▶ **Given task**:
Output the part of the lines below that begins with the line containing "Data-curation step: identify every bald" and ends with the line containing "xmin=130 ymin=109 xmax=257 ymax=246" as a JSON list of strings, one string per line, leaving out any blank lines.

▶ **Supplied data**:
* * * * *
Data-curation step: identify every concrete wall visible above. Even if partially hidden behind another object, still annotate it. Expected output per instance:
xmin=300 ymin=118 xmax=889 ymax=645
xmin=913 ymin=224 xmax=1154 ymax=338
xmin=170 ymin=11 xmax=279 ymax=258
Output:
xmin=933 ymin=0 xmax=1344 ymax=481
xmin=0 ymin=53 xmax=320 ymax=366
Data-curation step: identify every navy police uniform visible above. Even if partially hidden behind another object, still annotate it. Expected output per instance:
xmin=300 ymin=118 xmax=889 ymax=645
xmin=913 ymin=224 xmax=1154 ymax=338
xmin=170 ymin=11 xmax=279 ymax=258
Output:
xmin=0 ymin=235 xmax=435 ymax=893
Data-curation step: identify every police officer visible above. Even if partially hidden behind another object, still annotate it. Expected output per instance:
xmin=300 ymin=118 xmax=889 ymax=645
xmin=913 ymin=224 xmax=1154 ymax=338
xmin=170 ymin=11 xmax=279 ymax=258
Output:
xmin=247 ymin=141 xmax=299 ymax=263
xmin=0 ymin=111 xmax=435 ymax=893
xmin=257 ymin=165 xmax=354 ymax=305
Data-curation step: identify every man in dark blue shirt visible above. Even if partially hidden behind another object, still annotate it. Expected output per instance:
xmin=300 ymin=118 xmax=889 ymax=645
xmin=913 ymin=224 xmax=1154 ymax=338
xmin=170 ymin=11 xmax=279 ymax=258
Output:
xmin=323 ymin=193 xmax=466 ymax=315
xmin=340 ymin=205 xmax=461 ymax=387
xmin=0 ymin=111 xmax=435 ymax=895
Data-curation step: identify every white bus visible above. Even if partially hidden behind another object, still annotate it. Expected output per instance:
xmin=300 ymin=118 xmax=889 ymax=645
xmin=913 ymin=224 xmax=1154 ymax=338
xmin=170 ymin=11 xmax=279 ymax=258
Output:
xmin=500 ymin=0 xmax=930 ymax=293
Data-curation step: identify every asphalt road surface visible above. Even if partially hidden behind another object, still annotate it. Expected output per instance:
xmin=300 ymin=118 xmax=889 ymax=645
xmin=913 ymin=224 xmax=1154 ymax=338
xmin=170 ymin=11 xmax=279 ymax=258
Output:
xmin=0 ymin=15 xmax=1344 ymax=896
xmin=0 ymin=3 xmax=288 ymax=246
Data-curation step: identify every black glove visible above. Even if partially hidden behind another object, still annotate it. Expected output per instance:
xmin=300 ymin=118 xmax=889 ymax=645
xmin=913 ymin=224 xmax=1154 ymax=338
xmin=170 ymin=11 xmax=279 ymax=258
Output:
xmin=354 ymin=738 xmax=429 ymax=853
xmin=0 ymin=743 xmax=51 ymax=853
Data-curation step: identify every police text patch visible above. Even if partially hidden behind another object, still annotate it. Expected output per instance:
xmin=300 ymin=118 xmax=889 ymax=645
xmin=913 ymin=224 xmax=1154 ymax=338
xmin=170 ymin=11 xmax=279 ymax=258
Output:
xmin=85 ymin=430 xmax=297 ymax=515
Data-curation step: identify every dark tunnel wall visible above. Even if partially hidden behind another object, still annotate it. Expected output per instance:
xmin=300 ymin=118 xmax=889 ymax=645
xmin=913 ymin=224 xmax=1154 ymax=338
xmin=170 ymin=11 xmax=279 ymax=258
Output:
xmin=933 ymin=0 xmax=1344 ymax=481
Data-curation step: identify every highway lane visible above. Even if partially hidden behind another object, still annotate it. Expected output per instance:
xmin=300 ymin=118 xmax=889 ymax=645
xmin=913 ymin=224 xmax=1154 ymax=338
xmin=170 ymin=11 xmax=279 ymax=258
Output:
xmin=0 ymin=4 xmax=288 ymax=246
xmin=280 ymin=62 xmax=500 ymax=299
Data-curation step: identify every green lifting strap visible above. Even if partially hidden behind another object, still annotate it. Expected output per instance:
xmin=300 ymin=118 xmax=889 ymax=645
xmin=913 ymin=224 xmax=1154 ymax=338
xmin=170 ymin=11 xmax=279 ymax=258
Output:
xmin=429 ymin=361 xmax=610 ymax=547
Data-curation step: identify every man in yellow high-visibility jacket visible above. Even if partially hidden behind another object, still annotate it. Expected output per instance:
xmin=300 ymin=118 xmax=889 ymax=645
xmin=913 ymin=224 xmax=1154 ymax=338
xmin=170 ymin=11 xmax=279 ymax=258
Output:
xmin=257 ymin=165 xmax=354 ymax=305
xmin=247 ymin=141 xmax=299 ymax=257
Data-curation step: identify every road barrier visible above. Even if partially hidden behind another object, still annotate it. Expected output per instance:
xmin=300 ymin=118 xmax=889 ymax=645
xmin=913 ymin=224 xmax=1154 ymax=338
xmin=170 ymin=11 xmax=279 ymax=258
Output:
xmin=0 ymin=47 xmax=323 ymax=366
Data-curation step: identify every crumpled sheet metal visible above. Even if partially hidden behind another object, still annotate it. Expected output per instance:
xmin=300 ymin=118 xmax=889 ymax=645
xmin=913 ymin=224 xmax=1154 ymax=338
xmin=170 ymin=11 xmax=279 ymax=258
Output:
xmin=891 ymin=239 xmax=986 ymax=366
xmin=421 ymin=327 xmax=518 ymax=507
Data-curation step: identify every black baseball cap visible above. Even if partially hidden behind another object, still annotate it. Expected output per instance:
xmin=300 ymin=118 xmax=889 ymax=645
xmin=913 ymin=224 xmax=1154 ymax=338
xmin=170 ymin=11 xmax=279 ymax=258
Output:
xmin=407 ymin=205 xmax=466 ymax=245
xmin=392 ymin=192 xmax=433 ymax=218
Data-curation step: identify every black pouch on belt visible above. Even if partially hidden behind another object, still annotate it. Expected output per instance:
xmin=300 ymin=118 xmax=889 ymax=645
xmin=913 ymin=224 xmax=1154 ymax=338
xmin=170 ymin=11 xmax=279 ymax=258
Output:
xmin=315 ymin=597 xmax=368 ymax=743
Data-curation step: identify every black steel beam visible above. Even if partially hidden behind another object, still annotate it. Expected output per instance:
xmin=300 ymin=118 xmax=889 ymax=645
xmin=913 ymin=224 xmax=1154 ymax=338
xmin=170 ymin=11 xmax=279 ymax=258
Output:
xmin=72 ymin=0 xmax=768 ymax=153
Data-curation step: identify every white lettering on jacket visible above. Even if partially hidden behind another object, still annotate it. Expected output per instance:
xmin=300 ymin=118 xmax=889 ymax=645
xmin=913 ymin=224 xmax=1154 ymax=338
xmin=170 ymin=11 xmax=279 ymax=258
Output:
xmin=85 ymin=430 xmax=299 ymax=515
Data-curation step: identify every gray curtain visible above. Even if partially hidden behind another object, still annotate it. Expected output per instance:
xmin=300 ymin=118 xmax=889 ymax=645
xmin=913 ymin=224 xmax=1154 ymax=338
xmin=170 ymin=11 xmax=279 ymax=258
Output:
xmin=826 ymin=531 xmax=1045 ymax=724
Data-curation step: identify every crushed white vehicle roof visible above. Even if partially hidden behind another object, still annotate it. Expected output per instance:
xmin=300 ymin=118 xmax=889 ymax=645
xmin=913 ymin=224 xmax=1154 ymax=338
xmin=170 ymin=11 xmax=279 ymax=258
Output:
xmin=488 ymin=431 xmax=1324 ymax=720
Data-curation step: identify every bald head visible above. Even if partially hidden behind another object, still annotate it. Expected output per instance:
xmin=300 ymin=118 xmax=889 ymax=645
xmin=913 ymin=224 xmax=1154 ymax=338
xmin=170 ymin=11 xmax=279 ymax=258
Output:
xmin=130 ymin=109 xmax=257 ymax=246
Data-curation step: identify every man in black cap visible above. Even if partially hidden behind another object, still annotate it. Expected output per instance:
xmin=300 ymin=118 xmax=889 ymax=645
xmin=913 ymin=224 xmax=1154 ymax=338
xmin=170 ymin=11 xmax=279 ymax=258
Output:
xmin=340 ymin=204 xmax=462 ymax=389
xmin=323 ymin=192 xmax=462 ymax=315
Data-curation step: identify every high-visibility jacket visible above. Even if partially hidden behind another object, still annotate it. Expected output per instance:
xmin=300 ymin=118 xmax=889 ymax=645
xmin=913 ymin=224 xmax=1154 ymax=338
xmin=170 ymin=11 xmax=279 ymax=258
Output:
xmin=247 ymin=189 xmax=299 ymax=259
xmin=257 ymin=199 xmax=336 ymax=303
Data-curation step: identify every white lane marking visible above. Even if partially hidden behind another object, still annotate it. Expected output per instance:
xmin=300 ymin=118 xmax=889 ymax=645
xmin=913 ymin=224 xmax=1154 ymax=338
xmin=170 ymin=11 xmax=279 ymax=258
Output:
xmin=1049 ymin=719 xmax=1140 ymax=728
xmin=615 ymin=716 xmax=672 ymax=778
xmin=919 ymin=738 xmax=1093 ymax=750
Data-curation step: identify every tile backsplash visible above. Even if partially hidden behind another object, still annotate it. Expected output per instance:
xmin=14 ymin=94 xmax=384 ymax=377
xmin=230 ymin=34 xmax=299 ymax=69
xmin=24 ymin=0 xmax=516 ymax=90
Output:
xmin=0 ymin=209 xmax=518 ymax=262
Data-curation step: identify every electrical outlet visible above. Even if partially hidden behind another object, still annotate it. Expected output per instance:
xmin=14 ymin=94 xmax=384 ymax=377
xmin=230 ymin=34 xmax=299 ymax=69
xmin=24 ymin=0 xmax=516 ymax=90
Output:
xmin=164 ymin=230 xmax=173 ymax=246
* * * * *
▶ **Expected answer**:
[
  "Data-curation step: identify every bald head visible above. Even if partially hidden behind another object, still annotate it. Expected output per instance:",
  "xmin=300 ymin=118 xmax=889 ymax=645",
  "xmin=913 ymin=224 xmax=1154 ymax=338",
  "xmin=170 ymin=11 xmax=279 ymax=258",
  "Output:",
  "xmin=130 ymin=109 xmax=257 ymax=246"
]